PROBLEMA CURTO 1: Segundo o texto sobre o Oscar 2017, em qual categoria três atrizes negras foram indicadas ao mesmo tempo?
PROBLEMA CURTO 2: Transcreva o trecho do texto sobre o Oscar 2017 que vai de "Essa semana saiu" até "recebeu uma indicação.", incluindo essas palavras.

TRECHO FORNECIDO:
:::::

O Oscar 2017 é Prova: Não é Talento o que Falta para Artistas Não-Brancos
Depois de dois anos consecutivos de #OscarSoWhite, teremos uma premiação quebradora de recordes em indicações de artistas e profissionais não-brancos. O que mudou?
Essa semana saiu a lista de indicados para o Oscar 2017 – algo que felizmente se provou um raiozinho de luz em um mundo cada vez mais sombrio. Depois de dois anos consecutivos de #OscarSoWhite (traduzido livremente como #OscarTãoBranco), a premiação desse ano quebrou recordes na quantidade de artistas e profissionais não-brancos que foram reconhecidos com uma indicação. Explico:
- Esse é o primeiro ano na história da premiação que tem atores negros indicados em todas as categorias de atuação: Mahershala Ali (Moonlight), Naomie Harris (Moonlight), Viola Davis (Fences), Denzel Washington (Fences), Octavia Spencer (Estrelas Além do Tempo) e Ruth Negga (Loving).
- Sete atores não-brancos foram indicados, no total, contando Dev Patel (Lion), que encerrou um hiato de 13 anos desde que o último ator com ascendência indiana recebeu uma indicação.
- Três atrizes negras foram indicadas em uma mesma categoria (Melhor Atriz Coadjuvante): Viola Davis (Fences), Naomie Harris (Moonlight) e Octavia Spencer (Estrelas Além do Tempo).

:::::

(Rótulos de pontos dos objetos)

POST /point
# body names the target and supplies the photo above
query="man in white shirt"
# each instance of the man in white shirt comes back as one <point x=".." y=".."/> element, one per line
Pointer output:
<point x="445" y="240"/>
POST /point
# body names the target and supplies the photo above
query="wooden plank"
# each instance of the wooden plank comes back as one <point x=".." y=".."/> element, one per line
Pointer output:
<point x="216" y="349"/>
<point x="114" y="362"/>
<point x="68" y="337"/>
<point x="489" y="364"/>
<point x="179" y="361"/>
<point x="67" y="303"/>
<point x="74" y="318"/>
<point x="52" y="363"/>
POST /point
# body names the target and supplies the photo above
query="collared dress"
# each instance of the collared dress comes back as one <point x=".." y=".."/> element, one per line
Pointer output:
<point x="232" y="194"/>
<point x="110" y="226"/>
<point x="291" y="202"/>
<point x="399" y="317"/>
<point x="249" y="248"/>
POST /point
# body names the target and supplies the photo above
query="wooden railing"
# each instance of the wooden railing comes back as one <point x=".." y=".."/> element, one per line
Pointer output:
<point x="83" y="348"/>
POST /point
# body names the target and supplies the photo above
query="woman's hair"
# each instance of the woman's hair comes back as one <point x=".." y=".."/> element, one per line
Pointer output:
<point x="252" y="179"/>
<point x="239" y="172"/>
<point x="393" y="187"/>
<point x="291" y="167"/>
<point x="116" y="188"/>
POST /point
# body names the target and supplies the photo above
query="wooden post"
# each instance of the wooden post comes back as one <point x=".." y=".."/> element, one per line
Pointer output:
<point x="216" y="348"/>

:::::

RESULTADO DA TAREFA 1: Melhor Atriz Coadjuvante.

RESULTADO DA TAREFA 2:
Essa semana saiu a lista de indicados para o Oscar 2017 – algo que felizmente se provou um raiozinho de luz em um mundo cada vez mais sombrio. Depois de dois anos consecutivos de #OscarSoWhite (traduzido livremente como #OscarTãoBranco), a premiação desse ano quebrou recordes na quantidade de artistas e profissionais não-brancos que foram reconhecidos com uma indicação. Explico:
- Esse é o primeiro ano na história da premiação que tem atores negros indicados em todas as categorias de atuação: Mahershala Ali (Moonlight), Naomie Harris (Moonlight), Viola Davis (Fences), Denzel Washington (Fences), Octavia Spencer (Estrelas Além do Tempo) e Ruth Negga (Loving).
- Sete atores não-brancos foram indicados, no total, contando Dev Patel (Lion), que encerrou um hiato de 13 anos desde que o último ator com ascendência indiana recebeu uma indicação.